YOUR ASSIGNMENT: Take every entry below and copy it out word for word.
(DATA SHOWN)
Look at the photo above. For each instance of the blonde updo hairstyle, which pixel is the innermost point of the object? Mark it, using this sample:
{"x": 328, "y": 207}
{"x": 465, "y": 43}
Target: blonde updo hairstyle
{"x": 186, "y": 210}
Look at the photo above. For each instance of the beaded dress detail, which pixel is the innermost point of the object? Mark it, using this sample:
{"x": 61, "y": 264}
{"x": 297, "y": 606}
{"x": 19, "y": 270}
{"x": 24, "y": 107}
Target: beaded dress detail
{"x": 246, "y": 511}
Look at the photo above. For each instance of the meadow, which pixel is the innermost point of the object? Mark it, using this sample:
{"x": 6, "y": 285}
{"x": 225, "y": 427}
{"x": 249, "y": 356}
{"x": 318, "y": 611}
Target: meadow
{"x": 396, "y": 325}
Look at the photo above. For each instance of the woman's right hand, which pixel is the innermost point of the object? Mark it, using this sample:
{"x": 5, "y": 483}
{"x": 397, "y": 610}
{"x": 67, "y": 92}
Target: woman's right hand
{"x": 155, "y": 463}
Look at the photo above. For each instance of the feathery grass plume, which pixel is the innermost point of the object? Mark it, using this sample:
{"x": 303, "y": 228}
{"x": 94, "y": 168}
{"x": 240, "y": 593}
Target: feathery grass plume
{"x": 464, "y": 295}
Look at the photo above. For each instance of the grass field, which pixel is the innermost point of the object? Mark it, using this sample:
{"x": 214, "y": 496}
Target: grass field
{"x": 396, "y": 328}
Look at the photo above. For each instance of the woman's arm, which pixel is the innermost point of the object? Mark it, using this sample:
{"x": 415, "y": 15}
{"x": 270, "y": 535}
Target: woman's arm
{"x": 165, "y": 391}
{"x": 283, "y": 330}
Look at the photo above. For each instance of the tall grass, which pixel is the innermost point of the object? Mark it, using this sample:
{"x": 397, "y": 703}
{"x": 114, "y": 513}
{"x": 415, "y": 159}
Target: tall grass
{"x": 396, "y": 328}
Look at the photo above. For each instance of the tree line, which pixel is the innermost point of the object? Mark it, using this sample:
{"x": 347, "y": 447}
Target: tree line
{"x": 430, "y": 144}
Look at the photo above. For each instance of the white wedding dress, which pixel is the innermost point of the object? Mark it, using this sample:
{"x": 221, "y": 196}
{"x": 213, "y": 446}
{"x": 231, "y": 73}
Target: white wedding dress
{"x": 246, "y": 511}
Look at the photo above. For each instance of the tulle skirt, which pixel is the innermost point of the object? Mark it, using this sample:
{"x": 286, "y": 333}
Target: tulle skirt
(End DATA SHOWN)
SOLUTION FOR THIS TASK:
Look at the photo above. For each instance of the blonde updo hairstyle, which pixel is the innermost point of the object? Mark it, using this sample:
{"x": 328, "y": 207}
{"x": 465, "y": 43}
Target: blonde updo hairstyle
{"x": 186, "y": 210}
Look at the photo above. For each instance of the beaded dress detail, which pixel is the innermost point of the object? Mark it, using this sample:
{"x": 61, "y": 264}
{"x": 297, "y": 606}
{"x": 19, "y": 270}
{"x": 24, "y": 107}
Target: beaded dress detail
{"x": 246, "y": 511}
Look at the photo above. For each instance of the meadow, which pixel is the innermost point of the object? Mark it, using this sample:
{"x": 6, "y": 285}
{"x": 225, "y": 427}
{"x": 249, "y": 356}
{"x": 318, "y": 611}
Target: meadow
{"x": 396, "y": 325}
Look at the photo above. For each instance of the woman's right hand, which pixel is the innermost point of the object? Mark it, using this sample:
{"x": 5, "y": 483}
{"x": 397, "y": 610}
{"x": 67, "y": 92}
Target: woman's right hand
{"x": 155, "y": 463}
Look at the photo above. For each instance of the feathery grass plume, which pixel is the innermost point of the object? Mark it, using this sample:
{"x": 303, "y": 228}
{"x": 94, "y": 168}
{"x": 240, "y": 593}
Target: feathery grass plume
{"x": 464, "y": 295}
Look at the photo above. For each instance of the grass field, which pixel is the innermost point of the object? Mark it, using this sample:
{"x": 214, "y": 496}
Target: grass field
{"x": 396, "y": 328}
Look at the photo above. For each instance of the woman's arm, which pixel is the innermost point of the object? Mark it, using this sample:
{"x": 415, "y": 15}
{"x": 270, "y": 535}
Target: woman's arm
{"x": 165, "y": 391}
{"x": 283, "y": 330}
Look at the photo above. For each instance of the tall grass, which pixel is the innermost point of the object? Mark it, using this sample:
{"x": 397, "y": 703}
{"x": 114, "y": 513}
{"x": 415, "y": 159}
Target: tall grass
{"x": 396, "y": 328}
Look at the photo above. For each instance of the tree line, which pixel is the innermost point of the object? Mark it, using this sample:
{"x": 347, "y": 447}
Target: tree line
{"x": 430, "y": 144}
Look at the photo above. For each instance of the white wedding dress, which pixel is the innermost point of the object? Mark it, using this sample:
{"x": 221, "y": 196}
{"x": 213, "y": 446}
{"x": 231, "y": 73}
Target: white wedding dress
{"x": 246, "y": 511}
Look at the photo above. For each instance of the tulle skirt, which pixel is the innermost point of the object? Mark it, using this sample:
{"x": 286, "y": 333}
Target: tulle skirt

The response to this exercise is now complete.